STATED TASK: Find every line in the records that contains the word "pupil" and copy each of those lines.

(Object position labeling entries)
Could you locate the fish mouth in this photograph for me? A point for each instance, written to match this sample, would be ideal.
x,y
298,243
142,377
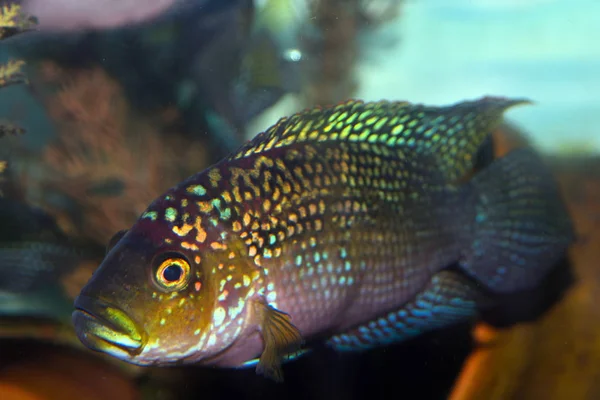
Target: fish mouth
x,y
103,327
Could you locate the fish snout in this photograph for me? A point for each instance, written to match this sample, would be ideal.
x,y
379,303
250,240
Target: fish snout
x,y
104,327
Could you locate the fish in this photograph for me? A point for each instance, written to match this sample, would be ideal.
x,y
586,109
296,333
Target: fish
x,y
358,225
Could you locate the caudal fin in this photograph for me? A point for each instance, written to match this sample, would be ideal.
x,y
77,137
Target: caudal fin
x,y
521,225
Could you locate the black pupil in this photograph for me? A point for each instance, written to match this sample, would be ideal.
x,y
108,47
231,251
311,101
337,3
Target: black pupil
x,y
172,273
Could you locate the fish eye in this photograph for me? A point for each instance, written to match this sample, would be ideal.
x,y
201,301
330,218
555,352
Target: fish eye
x,y
173,274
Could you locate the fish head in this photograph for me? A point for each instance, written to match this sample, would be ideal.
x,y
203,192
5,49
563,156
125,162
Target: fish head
x,y
151,302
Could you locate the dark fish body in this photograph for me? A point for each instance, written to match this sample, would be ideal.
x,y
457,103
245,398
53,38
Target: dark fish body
x,y
337,223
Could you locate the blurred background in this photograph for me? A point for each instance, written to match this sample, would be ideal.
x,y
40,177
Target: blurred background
x,y
106,104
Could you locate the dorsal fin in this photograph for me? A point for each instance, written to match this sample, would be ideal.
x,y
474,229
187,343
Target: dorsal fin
x,y
115,239
451,134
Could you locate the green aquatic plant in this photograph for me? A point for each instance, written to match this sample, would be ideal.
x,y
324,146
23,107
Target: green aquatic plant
x,y
12,22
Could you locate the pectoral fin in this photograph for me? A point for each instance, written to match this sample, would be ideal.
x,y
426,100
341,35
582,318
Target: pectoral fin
x,y
280,337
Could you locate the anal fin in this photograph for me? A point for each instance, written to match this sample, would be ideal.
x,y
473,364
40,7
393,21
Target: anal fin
x,y
449,298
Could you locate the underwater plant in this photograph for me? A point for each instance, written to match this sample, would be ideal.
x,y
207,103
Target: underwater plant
x,y
12,22
106,162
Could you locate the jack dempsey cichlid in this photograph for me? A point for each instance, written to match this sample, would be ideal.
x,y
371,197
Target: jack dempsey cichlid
x,y
336,223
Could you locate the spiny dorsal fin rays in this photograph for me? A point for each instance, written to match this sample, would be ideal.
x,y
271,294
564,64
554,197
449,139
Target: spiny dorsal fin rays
x,y
452,134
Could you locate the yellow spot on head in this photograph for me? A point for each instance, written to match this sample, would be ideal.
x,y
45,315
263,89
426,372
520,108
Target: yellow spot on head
x,y
219,316
200,232
223,296
189,246
218,246
183,231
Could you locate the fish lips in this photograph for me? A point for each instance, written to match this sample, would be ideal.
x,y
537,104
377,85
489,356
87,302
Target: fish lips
x,y
103,327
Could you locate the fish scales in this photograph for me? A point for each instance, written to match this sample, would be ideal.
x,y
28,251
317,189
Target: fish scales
x,y
328,221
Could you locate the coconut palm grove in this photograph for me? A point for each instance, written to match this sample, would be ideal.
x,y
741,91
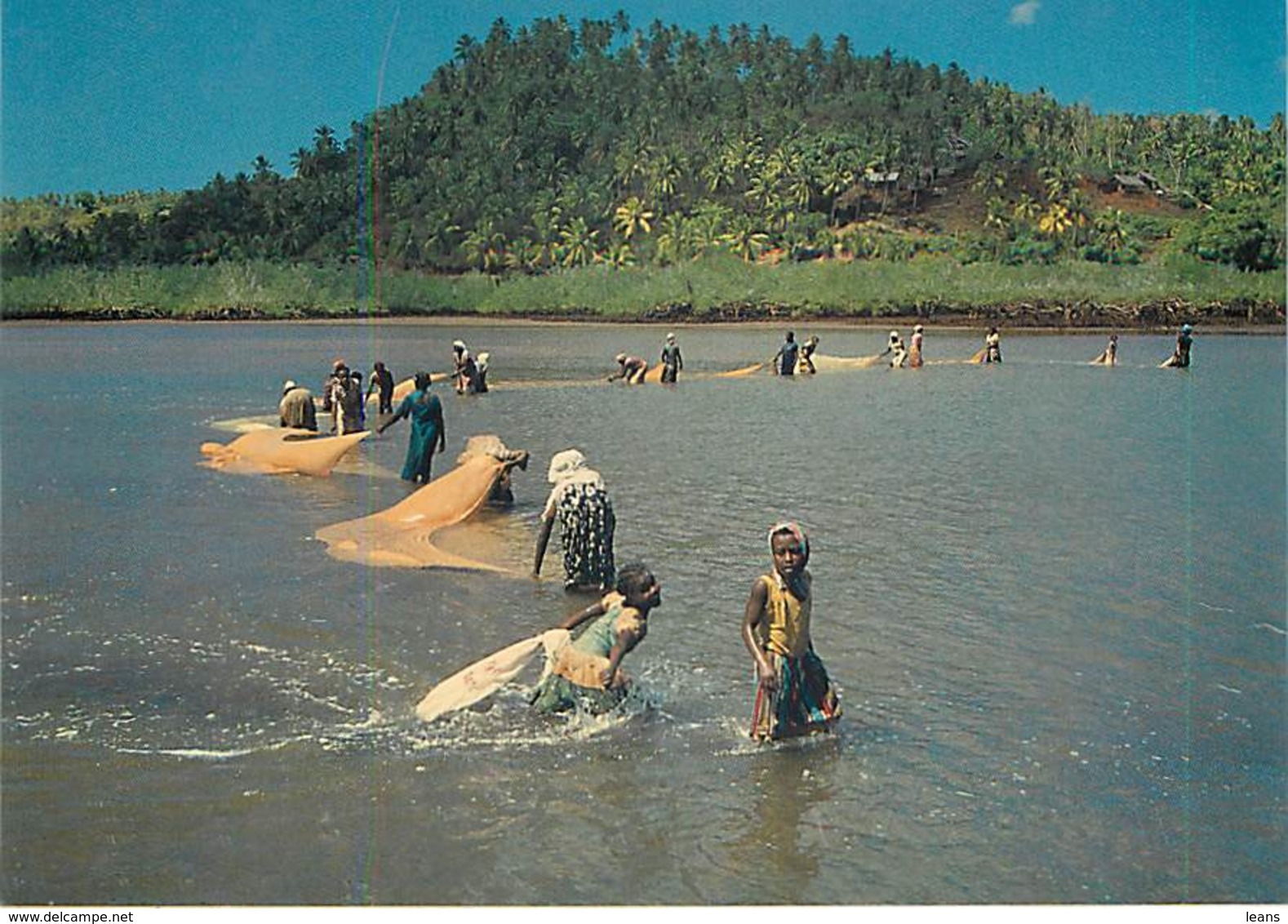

COMPLETED TASK:
Could you locate the black pupil in this photograph for me? A point for each instance, written to match this sample, would be ideal.
Target: black pupil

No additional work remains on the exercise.